#### Document text:
VERA DRAKE

VERA DRAKE

(director/writer: Mike Leigh; cinematographer: Dick Pope; editor: Jim Clark; music: Andrew Dickson; cast: Imelda Staunton (Vera Drake), Phil Davis (Stan Drake), Peter Wight (Det. Inspector Webster), Daniel Mays (Sid Drake), Alex Kelly (Ethel Drake), Eddie Marsan (Reg), Adrian Scarborough (Frank Drake), Heather Craney (Joyce Drake), Sally Hawkins (Susan), Ruth Sheen (Lily), Sandra Voe (Vera’s mother), Richard Graham (George); Runtime: 125; MPAA Rating: R; producers: Simon Channing Williams/Alain Sarde; Fine Line Features; 2004-UK)

“Imelda Staunton, a noted British stage actress, gives the best performance of any actress I have seen in the last few years.”

Reviewed by Dennis Schwartz

Mike Leigh’s (“Topsy-Turvy”/”All Or Nothing”/”Secrets & Lies”) uncompromising drama is a nearly perfect visualization of a kind-hearted married woman, employed as a domestic, the mother of two grown children, Vera Drake (Imelda Staunton), who in the postwar London of 1950, a time of shortages and black marketeering, secretly performed abortions without getting a fee to help poor young girls and was convicted of that felony (it wasn’t until 1967 that abortion became legal in England). Her goodness is always shown as real; her misery is revealed from the moment the police enter her tiny flat until she is last seen serving the 21/2 year stretch in prison. It’s a grim but potent offering that makes no attempt to hide its political sympathies but does not do it at the expense of the lawmen, who are shown to be competently serving the law as it’s written. Nor does it debate the issue of abortion in terms of right or wrong. Leigh instead makes his mark by carefully weaving the tale around someone who broke the law, but is saintlike not because of spouting some dogma but because of her humanity. It’s vintage Leigh to tell his tale by bringing to the forefront the small details of that period, how the main characters perform their career work, the way they lived, their dress and manner, and the strong family influences that motivated the heroine.

The film, as noted in the credits, is dedicated to Leigh’s medical doctor father and midwife mother.

#### Material supplied:
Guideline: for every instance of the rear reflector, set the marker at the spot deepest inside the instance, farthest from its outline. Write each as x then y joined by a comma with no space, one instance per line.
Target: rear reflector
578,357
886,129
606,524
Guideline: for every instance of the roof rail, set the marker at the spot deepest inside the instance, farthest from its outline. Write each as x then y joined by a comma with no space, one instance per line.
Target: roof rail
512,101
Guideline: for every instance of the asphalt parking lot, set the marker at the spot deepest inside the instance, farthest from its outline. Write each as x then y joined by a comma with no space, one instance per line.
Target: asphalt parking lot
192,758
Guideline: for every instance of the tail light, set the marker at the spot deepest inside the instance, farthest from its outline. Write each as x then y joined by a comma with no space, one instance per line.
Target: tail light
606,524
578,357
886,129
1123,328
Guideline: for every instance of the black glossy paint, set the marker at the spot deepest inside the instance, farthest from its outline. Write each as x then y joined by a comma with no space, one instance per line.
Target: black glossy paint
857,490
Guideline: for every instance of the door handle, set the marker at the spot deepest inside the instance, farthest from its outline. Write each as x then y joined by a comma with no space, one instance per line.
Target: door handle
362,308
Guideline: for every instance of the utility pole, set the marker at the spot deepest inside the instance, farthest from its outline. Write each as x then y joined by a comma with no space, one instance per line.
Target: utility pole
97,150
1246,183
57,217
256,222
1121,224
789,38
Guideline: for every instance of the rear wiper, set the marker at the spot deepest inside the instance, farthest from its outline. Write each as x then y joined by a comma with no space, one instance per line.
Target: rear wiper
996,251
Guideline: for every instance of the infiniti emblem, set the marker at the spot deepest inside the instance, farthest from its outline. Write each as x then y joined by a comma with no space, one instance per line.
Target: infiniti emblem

#### Instructions for the task:
Continue the review of the film Vera Drake, starting right after its last sentence, about the film's dedication.

#### Answer to the problem:
The middle-aged Vera in the film’s first half is pictured as a loving wife of 27 years to her auto mechanic hubby Stan (Phil Davis), who works for his brother Frank (Adrian Scarborough). She’s also the doting mother to her gregarious son Sid, an apprentice tailor, and daughter Ethel, a light-bulb factory worker, and looks after two glum shut-ins–her elderly mother and George, whom she regularly serves tea. Between her work as a cleaning lady for the wealthy and her trying family responsibilities, which include fixing her bashful, plain daughter up with a perfect match Reg (Eddie Marsan), Vera, as she puts it, is “helping girls out.” Vera does so after Lily (Ruth Sheen), a friend from childhood and black marketer of household goods, gives her the names of those in need of an abortion. Lily views things more businesslike than Vera, and without telling her charges a fee for the services. In contrast to Vera’s poor girls in trouble, who lack choices, Leigh manages to sympathize with a wealthy young girl, Susan (Sally Hawkins), whose mom employs Vera as a domestic. Susan is shown after a date rape handled with the best of care possible, but in the cold bureaucratic medical system where no one cares about her as a person (indicating that even a wealthy woman, receiving the proper medical treatment, still suffers because she’s looked upon as a second-class citizen).

Vera’s troubles begin after complications to one of her patients causes her go to the hospital, and the doctor reports to the police the cause of her problem is a forced miscarriage. It results in four policeman coming to Vera’s home to question her on the day she’s celebrating her daughters upcoming marriage to Reg and Joyce’s first pregnancy, where under Inspector Webster’s patient interrogation she confesses her guilt.

The film might not bring anything new into the ongoing Roe vs. Wade controversy, but it offers a sobering no-nonsense work that relies on reflecting on a saintly woman and her personal courage to selflessly do what she had been doing for some 20 years without telling her conservative working-class household.

The brilliance in the film is that Vera is dealt with in a way that is not sugarcoated and lets us see how those living in her time would judge her. Leigh does not give her a modern look, but fully shows what she had to endure as she became a martyr to an unjust system. This realistic attitude to his heroine is what gives the film its unforgettable raw power.

This is the edge Leigh offers in his presentation, in a film that is not meant to be entertaining but to be appreciated for its sympathetic portrayal of the innocent heroine who never thinks of herself first, its lucid storytelling, its craftsmanship in filming and the wonderful ensemble cast and their brilliant performances. Its stark realism and how it lays it on the line by dividing the characters into either good or bad souls– is what gives the film its urgency.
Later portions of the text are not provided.